--- What you should do ---
Rewrite the stretch of the material below, from the line containing "the dog's nose" through the end of the material, as a Markdown table with the columns Row and Line. Number each line in Row, put the line itself in Line, and leave out blank lines.

--- Listed entries ---

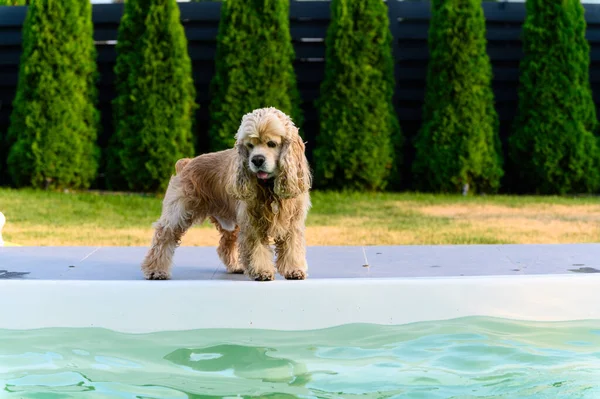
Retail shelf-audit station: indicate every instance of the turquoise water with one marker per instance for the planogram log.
(462, 358)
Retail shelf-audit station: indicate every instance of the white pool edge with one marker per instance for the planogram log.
(152, 306)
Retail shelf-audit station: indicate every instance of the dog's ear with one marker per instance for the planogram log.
(240, 185)
(294, 173)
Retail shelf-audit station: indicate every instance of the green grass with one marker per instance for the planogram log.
(91, 218)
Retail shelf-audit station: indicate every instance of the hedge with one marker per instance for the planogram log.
(54, 121)
(458, 147)
(254, 66)
(155, 103)
(358, 124)
(553, 148)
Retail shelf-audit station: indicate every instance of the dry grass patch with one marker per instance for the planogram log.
(109, 219)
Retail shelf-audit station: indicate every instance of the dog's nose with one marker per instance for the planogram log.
(258, 160)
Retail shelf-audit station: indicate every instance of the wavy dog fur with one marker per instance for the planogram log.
(250, 205)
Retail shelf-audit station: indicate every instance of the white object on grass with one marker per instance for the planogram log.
(2, 222)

--- Final result ---
| Row | Line |
|---|---|
| 1 | Retail shelf-audit station: indicate every instance of the dog's nose with one marker per instance for the planogram log. |
| 2 | (258, 160) |
| 3 | Retail shelf-audit station: indicate every instance of the wavy dog fur with one marker per instance for the planogram log. |
| 4 | (250, 205) |
| 5 | Retail shelf-audit station: indicate every instance of the white object on grass with one marker per instance for the planogram log. |
| 6 | (2, 222) |